Set problem ▸
Copy the judgment passage starting with "(iv) Upon conclusion" and going on through "(AMIT BORKAR, J.)", but swap "compliance report" for "status report".

Document passage ▸
104. In view of the detailed discussion and findings recorded hereinabove, this Court is satisfied that the impugned action taken by respondent No.1 suffers from serious legal and procedural infirmities, and hence, interference in writ jurisdiction is warranted. To ensure fairness, transparency, and accountability in the functioning of statutory authorities, this Court considers it appropriate to issue the following directions.

(i) Accordingly, the impugned order dated 11th February

2025, passed by respondent No.1 in exercise of powers under Section 79A(3) of the Maharashtra Cooperative Societies Act, 1960, disqualifying the petitioners from continuing as managing committee members, as well as the order dated 20th February 2025, passed under Section 77A of the said Act appointing an Administrator, are both quashed and set aside.

(ii) Having regard to the material on record and the manner in which respondent No.1 has proceeded, by ignoring binding precedents, relying on unverified factual inferences, and passing orders in breach of natural justice, this Court directs the Principal Secretary (Co-operation), Government of Maharashtra, to appoint a senior officer of appropriate rank and integrity to conduct a comprehensive and impartial inquiry into the role and conduct of respondent No.1 in relation to the subject matter of the present writ petition.

(iii) The said inquiry shall be conducted in accordance with law and completed expeditiously, and in any case, within a period of eight weeks from the date of pronouncement of this judgment.

(iv) Upon conclusion of the inquiry, a detailed compliance report setting out the findings and action taken, if any, shall be filed before this Court within the aforesaid time frame.

(v) The parties shall be at liberty to apply for further directions, including appropriate consequential reliefs, in the event of non-compliance with the directions issued herein, or after the filing of the compliance report.

(vi) Let this writ petition be placed for compliance and further directions on 25th August 2025.

105. Rule is made absolute in the aforesaid terms. In the facts and circumstances of the case, there shall be no order as to costs.

106. At this stage, learned AGP requested to stay the operation of this judgment. However, considering the reasons assigned, the request for stay is rejected. (AMIT BORKAR, J.)

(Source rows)
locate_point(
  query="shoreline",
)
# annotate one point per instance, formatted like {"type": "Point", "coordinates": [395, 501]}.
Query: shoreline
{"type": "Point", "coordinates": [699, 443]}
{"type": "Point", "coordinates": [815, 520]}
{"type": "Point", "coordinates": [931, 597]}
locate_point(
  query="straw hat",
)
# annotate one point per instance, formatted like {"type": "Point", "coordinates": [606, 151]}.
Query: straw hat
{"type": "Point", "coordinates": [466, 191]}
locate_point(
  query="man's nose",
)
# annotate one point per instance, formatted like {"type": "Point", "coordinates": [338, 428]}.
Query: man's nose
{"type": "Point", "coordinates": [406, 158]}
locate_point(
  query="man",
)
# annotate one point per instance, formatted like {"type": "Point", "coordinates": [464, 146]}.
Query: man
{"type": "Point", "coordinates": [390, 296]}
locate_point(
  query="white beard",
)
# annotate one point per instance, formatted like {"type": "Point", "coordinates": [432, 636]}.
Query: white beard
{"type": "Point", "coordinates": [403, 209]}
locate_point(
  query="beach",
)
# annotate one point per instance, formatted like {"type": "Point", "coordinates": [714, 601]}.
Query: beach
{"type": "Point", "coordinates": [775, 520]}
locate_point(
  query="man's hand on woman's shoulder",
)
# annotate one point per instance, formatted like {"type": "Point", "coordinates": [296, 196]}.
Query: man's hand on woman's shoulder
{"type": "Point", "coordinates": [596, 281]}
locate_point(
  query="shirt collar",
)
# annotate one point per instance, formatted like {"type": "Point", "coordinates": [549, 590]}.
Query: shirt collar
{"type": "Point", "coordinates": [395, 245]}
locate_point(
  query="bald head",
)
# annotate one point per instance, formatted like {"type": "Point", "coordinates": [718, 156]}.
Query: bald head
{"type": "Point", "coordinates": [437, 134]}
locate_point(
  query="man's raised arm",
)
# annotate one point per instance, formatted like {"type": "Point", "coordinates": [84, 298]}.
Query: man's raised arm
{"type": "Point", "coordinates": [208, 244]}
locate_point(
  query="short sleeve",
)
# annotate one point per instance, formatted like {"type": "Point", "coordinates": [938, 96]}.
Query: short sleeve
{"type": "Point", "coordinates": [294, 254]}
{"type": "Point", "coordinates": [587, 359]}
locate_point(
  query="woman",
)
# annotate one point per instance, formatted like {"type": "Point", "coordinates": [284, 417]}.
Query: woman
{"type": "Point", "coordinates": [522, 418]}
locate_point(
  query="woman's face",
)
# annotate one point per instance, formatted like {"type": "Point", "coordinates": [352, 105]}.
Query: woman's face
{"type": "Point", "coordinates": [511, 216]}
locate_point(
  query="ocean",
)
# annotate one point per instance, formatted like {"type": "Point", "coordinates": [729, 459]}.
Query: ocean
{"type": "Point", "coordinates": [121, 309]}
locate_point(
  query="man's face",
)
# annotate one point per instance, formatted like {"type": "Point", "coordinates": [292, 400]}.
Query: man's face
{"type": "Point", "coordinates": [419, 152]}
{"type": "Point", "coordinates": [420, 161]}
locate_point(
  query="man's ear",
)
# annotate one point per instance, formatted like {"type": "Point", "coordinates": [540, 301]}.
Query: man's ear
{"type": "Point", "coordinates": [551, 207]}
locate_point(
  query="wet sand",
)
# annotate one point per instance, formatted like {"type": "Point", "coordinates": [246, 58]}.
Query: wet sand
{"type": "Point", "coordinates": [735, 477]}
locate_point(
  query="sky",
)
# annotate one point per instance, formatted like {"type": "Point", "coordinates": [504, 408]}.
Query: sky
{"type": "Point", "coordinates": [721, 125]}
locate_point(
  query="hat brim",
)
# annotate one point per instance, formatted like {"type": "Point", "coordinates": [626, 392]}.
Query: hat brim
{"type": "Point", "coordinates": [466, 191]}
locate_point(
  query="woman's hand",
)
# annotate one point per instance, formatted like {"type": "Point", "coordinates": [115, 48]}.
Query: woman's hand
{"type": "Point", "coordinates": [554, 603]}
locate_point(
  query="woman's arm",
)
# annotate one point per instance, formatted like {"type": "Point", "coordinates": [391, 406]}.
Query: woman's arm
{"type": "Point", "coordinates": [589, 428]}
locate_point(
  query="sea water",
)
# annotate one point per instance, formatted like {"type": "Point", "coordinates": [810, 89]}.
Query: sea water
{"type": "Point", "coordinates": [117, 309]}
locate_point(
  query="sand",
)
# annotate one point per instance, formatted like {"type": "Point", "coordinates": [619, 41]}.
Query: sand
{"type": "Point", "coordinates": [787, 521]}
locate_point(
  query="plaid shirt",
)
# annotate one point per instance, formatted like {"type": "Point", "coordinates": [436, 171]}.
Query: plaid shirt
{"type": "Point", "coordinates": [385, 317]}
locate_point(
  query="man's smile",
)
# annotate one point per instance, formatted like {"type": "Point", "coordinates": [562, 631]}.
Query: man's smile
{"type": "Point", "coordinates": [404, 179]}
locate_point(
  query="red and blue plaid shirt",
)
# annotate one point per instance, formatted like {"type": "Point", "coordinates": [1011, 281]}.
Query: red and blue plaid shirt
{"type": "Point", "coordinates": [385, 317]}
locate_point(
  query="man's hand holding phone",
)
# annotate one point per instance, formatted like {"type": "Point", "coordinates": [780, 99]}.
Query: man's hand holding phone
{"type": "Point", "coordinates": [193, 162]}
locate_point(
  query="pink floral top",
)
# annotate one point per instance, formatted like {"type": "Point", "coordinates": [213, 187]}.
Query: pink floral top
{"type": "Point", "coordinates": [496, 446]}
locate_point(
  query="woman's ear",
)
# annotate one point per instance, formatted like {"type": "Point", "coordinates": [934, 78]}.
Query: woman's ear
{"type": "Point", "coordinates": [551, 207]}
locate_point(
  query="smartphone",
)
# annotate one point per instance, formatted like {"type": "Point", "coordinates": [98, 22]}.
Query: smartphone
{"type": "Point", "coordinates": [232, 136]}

Result of the task ▸
(iv) Upon conclusion of the inquiry, a detailed status report setting out the findings and action taken, if any, shall be filed before this Court within the aforesaid time frame.

(v) The parties shall be at liberty to apply for further directions, including appropriate consequential reliefs, in the event of non-compliance with the directions issued herein, or after the filing of the status report.

(vi) Let this writ petition be placed for compliance and further directions on 25th August 2025.

105. Rule is made absolute in the aforesaid terms. In the facts and circumstances of the case, there shall be no order as to costs.

106. At this stage, learned AGP requested to stay the operation of this judgment. However, considering the reasons assigned, the request for stay is rejected. (AMIT BORKAR, J.)